(Records contained in a dataset)
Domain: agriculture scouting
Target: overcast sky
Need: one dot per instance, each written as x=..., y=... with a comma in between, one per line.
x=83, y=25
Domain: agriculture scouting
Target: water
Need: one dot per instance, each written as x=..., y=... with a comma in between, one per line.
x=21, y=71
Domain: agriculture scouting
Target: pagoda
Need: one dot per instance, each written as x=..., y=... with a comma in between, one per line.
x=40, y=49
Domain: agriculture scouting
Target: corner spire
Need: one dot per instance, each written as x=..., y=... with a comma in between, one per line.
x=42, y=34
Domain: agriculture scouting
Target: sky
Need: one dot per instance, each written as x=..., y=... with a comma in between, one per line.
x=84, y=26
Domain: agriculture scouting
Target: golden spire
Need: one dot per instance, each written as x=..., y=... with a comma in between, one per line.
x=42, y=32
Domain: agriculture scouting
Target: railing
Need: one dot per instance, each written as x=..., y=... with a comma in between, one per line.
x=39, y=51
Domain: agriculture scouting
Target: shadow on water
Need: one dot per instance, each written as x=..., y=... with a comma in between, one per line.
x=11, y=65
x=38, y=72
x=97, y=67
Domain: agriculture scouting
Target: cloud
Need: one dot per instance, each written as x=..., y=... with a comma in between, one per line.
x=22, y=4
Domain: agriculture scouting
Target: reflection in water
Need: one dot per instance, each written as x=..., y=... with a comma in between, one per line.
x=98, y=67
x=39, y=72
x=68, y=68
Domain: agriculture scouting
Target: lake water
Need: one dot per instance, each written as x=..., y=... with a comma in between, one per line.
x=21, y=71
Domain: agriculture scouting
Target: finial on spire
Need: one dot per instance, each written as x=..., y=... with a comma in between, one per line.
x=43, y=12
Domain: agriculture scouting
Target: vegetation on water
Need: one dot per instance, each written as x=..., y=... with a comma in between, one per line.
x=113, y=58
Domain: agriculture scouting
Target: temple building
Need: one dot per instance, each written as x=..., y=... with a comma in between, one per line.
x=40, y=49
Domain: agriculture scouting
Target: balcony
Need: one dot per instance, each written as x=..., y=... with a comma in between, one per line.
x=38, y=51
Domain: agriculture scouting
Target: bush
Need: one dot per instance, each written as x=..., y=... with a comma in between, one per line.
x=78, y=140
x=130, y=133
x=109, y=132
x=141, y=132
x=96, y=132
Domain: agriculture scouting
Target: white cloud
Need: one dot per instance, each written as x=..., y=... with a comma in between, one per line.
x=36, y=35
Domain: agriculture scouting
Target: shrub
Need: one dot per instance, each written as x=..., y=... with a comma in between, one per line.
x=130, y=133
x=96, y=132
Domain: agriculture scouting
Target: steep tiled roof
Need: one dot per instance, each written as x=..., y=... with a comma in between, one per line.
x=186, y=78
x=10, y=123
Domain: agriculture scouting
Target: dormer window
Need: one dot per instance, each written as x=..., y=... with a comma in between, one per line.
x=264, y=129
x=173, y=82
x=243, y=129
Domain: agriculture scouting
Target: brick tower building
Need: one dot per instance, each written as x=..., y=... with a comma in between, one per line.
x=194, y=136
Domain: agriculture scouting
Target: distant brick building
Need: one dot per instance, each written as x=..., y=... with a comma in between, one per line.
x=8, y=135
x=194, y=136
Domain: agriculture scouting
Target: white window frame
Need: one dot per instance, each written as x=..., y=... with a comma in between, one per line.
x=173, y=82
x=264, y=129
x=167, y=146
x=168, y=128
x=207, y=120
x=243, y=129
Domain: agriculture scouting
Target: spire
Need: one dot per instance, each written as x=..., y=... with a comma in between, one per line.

▶ **Set task**
Copy the data above exactly. Every line must be included.

▶ **Exercise solution**
Domain: agriculture scouting
Target: overcast sky
Need: one dot per instance, each written as x=..., y=... with a comma in between, one per line.
x=83, y=25
Domain: agriculture scouting
Target: water
Need: one dot per instance, each written as x=..., y=... with a comma in between, one per line.
x=21, y=71
Domain: agriculture scouting
Target: pagoda
Need: one dot per instance, each written as x=..., y=... with a comma in between, one per line.
x=40, y=49
Domain: agriculture scouting
Target: corner spire
Need: one dot per instance, each written as x=..., y=... with a comma in between, one per line.
x=42, y=34
Domain: agriculture scouting
Target: sky
Need: one dot per instance, each written as x=..., y=... with a comma in between, one per line.
x=84, y=26
Domain: agriculture scouting
Target: golden spire
Need: one dot per instance, each written as x=..., y=... with a comma in between, one per line.
x=42, y=32
Domain: agriculture scouting
Target: railing
Need: one dot per instance, each written as x=..., y=... with a comma in between, one per line.
x=39, y=51
Domain: agriculture scouting
Target: shadow on water
Need: one dot per instance, each written as x=..., y=... with a comma in between, one per line.
x=11, y=65
x=38, y=72
x=97, y=67
Domain: agriculture scouting
Target: cloud
Need: one dot per instance, each written as x=..., y=... with a comma in between, one per line.
x=22, y=4
Domain: agriculture scouting
Target: reflection in water
Need: one dot per instance, each written as x=..., y=... with a comma in between, one per line.
x=98, y=67
x=39, y=72
x=68, y=68
Domain: agriculture scouting
Target: lake water
Need: one dot per instance, each written as x=..., y=... with a comma in between, one per line.
x=21, y=71
Domain: agriculture scouting
Target: finial on spire
Need: one dot per instance, each written as x=..., y=... with a comma in between, one per line.
x=43, y=12
Domain: agriculture scouting
Target: vegetation on water
Need: one dot per instance, each written as x=..., y=... with a comma in between, one per line.
x=113, y=58
Domain: agriculture scouting
Target: temple building
Need: one dot per instance, each written as x=..., y=... with a comma in between, one per line.
x=40, y=49
Domain: agriculture scouting
Target: balcony
Need: one dot per instance, each written as x=..., y=... with a comma in between, one per line.
x=38, y=51
Domain: agriculture scouting
Target: bush
Need: one dot per instance, each written as x=..., y=... with a comma in between, one per line.
x=78, y=140
x=130, y=133
x=109, y=132
x=141, y=132
x=96, y=132
Domain: agriculture scouting
Target: white cloud
Need: one dot per instance, each written as x=..., y=... with a comma in between, one per line.
x=36, y=35
Domain: agriculture scouting
Target: shrub
Need: one dot per instance, each written as x=..., y=... with a comma in between, one per line.
x=130, y=133
x=96, y=132
Domain: agriculture scouting
Target: steep tiled roof
Need: one dot per instance, each written as x=..., y=... with a comma in between, one per line.
x=186, y=78
x=10, y=123
Domain: agriculture scouting
Target: dormer window
Need: one dot per instance, each written as x=..., y=... with a comma in between, one per line.
x=264, y=129
x=173, y=82
x=243, y=129
Domain: agriculture scouting
Target: brick tower building
Need: one dot per instance, each written as x=..., y=... with a comma in between, one per line.
x=194, y=136
Domain: agriculture scouting
Target: distant brick building
Need: one dot per instance, each written as x=..., y=... with a comma in between, one per line.
x=8, y=135
x=194, y=136
Domain: agriculture scouting
Target: white window frame
Need: one dot per instance, each written as x=..., y=... with a comma in between, one per line.
x=173, y=82
x=264, y=129
x=167, y=146
x=168, y=128
x=207, y=120
x=243, y=129
Domain: agriculture scouting
Target: spire
Need: one dot per instance, each written as x=..., y=... with a comma in between, one per line.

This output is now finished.